KUTIPAN TEKS →
+++++
Jika sedikit dibedah lebih detail, capaian TKDN agregat dari tahun
ke tahun sebetulnya selalu didominasi oleh TKDN komoditas jasa. Dalam enam
tahun terakhir, capaian persentase TKDN jasa rata-rata dua kali capaian TKDN
barang, dengan capaian TKDN barang hanya
berkisar 30%. Fenomena ini
menunjukkan bahwa, pertama, industri penunjang migas kita masih didominasi
oleh kemampuan “merakit” (assembly)
ketimbang produksi barang, padahal
“ruh teknologi” itu ada di barang – yang dalam
sistem IPTEK Keindustrian disebut technoware.
Kedua, industri produsen barang
penunjang migas masih banyak yang bergerak
di proses produksi hilir. Ketiga,
industri barang penunjang migas serupa dengan apa yang teramati di industri
domestik pada umumnya, yaitu berkembang
ke samping ketimbang ke arah hulu. Ambil contoh
misalnya pipa OCTG (casing dan tubing) jenis seamless (tanpa kampuh), industri dalam negeri hingga saat ini
hanya memiliki kemampuan perlakuan panas (heat
treatment) dan penguliran (threading)
saja, seamless green pipe-nya masih
diimpor dari berbagai negara. Jika pipa jenis ERW, spiral welded, dan DSAW industri dalam negeri kita sudah cukup lama
mampu memproduksi dengan standar dunia oil
& gas. Saya dengar di Cilegon sedang dibangun pabrik pipa yang nantinya
mampu membuat seamless pipe. Saya
berharap dapat berkunjung dalam waktu dekat untuk melihat alur proses produksinya, apakah
prosesnya mulai dari billet, atau billet-nya disuplai oleh pabrikan lain
semacam Krakatau Steel.
Bagaimana Kebijakan
Protektif Industri Dalam Negeri dalam PSC
Gross Split?
Meskipun dalam skema PSC
Cost Recovery proses pengadaan barang/jasa di kegiatan hulu migas diatur
dan diawasi dengan ketat, namun in return
pada dasarnya kontraktor migas tidak mendapatkan semacam reward apapun dalam bentuk
finansial, paling hanya memperoleh piagam penghargaan bagi yang mencapai TKDN tinggi. Berbeda dengan PSC Gross Split, dalam Permen ESDM No. 08/2017 dan revisinya Permen
ESDM No. 52/2017, kontraktor migas migas berhak mendapatkan insentif langsung
dalam bentuk tambahan persentase split terhadap realisasi TKDN yang dicapainya dari
proses pengadaan barang/jasa. Tambahan split tersebut disesuaikan dengan
tingkat capaian persentase TKDN sebagaimana pada diagram di bawah ini.
+++++
DATA TERCATAT →
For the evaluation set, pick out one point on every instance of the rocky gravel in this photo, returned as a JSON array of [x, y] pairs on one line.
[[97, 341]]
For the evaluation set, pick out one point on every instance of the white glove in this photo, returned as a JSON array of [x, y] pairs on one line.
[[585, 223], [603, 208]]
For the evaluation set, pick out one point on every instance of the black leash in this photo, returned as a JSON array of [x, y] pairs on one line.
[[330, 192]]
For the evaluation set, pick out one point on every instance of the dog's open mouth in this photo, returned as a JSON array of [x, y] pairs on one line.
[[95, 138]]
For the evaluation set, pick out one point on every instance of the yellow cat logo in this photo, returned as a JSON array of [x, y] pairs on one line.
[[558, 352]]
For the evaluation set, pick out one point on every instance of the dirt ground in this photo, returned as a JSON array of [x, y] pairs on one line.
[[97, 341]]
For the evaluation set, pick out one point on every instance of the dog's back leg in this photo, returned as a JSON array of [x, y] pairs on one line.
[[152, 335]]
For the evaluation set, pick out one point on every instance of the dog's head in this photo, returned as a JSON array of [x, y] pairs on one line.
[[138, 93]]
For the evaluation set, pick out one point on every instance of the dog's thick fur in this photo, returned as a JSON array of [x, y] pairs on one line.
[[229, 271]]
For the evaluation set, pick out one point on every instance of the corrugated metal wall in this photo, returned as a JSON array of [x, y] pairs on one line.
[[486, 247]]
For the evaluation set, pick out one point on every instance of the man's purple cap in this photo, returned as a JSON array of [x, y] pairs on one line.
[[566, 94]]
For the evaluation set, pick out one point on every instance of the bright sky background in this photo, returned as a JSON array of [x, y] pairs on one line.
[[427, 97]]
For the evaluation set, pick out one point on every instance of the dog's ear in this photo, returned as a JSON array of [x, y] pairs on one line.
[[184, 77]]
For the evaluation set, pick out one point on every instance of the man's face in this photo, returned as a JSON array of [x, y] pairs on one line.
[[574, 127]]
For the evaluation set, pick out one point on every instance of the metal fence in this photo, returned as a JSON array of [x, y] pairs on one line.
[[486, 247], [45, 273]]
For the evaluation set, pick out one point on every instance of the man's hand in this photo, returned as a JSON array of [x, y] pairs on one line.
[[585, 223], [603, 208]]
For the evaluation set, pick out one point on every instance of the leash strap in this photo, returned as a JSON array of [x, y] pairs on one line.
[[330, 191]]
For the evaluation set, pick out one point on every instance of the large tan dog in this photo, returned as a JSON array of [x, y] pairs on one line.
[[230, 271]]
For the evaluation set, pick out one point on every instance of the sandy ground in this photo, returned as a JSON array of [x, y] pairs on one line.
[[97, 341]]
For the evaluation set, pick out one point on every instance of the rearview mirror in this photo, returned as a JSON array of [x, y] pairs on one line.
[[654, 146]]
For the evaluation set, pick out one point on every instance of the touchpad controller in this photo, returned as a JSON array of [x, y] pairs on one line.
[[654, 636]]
+++++
SELESAIKAN TUGAS BERIKUT →
(1) Salin kutipan tentang TKDN migas tanpa mengubah apa pun, dimulai dari "saja, seamless green" dan berlanjut sampai "semacam Krakatau Steel.".
(2) Jawablah pertanyaan berikut berdasarkan kutipan tentang TKDN migas.
(a) Berapa kisaran capaian TKDN barang?
(b) Kemampuan apa saja yang sudah dimiliki industri dalam negeri untuk pipa OCTG jenis seamless?
(c) Peraturan menteri mana saja yang memberi kontraktor migas hak atas tambahan persentase split dalam PSC Gross Split?
(3) Teruskan kutipan tentang TKDN migas mulai setelah kalimat terakhirnya.
Catatan-catatan tersebut tidak berhubungan dengan kutipan tentang TKDN migas.

JAWABAN TUGAS →
(1)
saja, seamless green pipe-nya masih
diimpor dari berbagai negara. Jika pipa jenis ERW, spiral welded, dan DSAW industri dalam negeri kita sudah cukup lama
mampu memproduksi dengan standar dunia oil
& gas. Saya dengar di Cilegon sedang dibangun pabrik pipa yang nantinya
mampu membuat seamless pipe. Saya
berharap dapat berkunjung dalam waktu dekat untuk melihat alur proses produksinya, apakah
prosesnya mulai dari billet, atau billet-nya disuplai oleh pabrikan lain
semacam Krakatau Steel.

(2)
(a) Capaian TKDN barang hanya berkisar 30%.
(b) Industri dalam negeri hanya memiliki kemampuan perlakuan panas (heat treatment) dan penguliran (threading).
(c) Peraturannya adalah Permen ESDM No. 08/2017 dan revisinya, Permen ESDM No. 52/2017.

(3)
Logikanya, karena kontraktor migas memperoleh insentif tambahan
split berdasarkan tingkat capaian TKDN-nya, semestinya kebijakan ini dapat
menstimulasi kontraktor migas untuk semaksimum mungkin menggunakan produk dalam
negeri agar mencapai persentase TKDN setinggi mungkin, asalkan QCDS (quality, cost, delivery, service) produk
dalam negeri tetap kompetitif.
Selanjutnya Permen menyebutkan, “Tingkat komponen dalam
negeri wajib dipenuhi oleh Kontraktor sekurang-kurangnya sebagaimana diatur dalam Peraturan Menteri
yang mengatur tingkat komponen dalam negeri pada Kegiatan Usaha Hulu Migas dan
Gas Bumi. Barang-barang yang terkait langsung dengan kegiatan eksplorasi dan
produksi yang sudah dapat diproduksi dan tersedia di dalam negeri sesuai dengan
ketentuan peraturan perundang-undangan mengenai penggunaan produk dalam negeri
pada Kegiatan Usaha Hulu Minyak dan Gas Bumi. Untuk lapangan yang sudah
berproduksi (eksisting), koreksi split Bagian Kontraktor dari tingkat komponen
dalam negeri adalah sesuai dengan kondisi parameter tingkat komponen dalam
negeri pada saat penandatanganan kontrak. Selanjutnya koreksi split bagian
Kontraktor dari tingkat komponen dalam negeri disesuaikan dengan kondisi aktual
parameter tingkat komponen dalam negeri dalam hal terdapat pengembangan
lanjutan. Untuk lapangan baru yang akan diproduksikan, perhitungan koreksi
split bagian Kontraktor dari tingkat komponen dalam negeri dilakukan
berdasarkan kondisi parameneter tingkat komponen dalam negeri pada saat
persetujuan atas rencana pengembangan lapangan (Plan of Development) dan disesuaikan dengan kondisi aktual
parameter tingkat komponen dalam negeri pada saat dimulainya pemroduksian
Minyak dan Gas Bumi (onstream)”.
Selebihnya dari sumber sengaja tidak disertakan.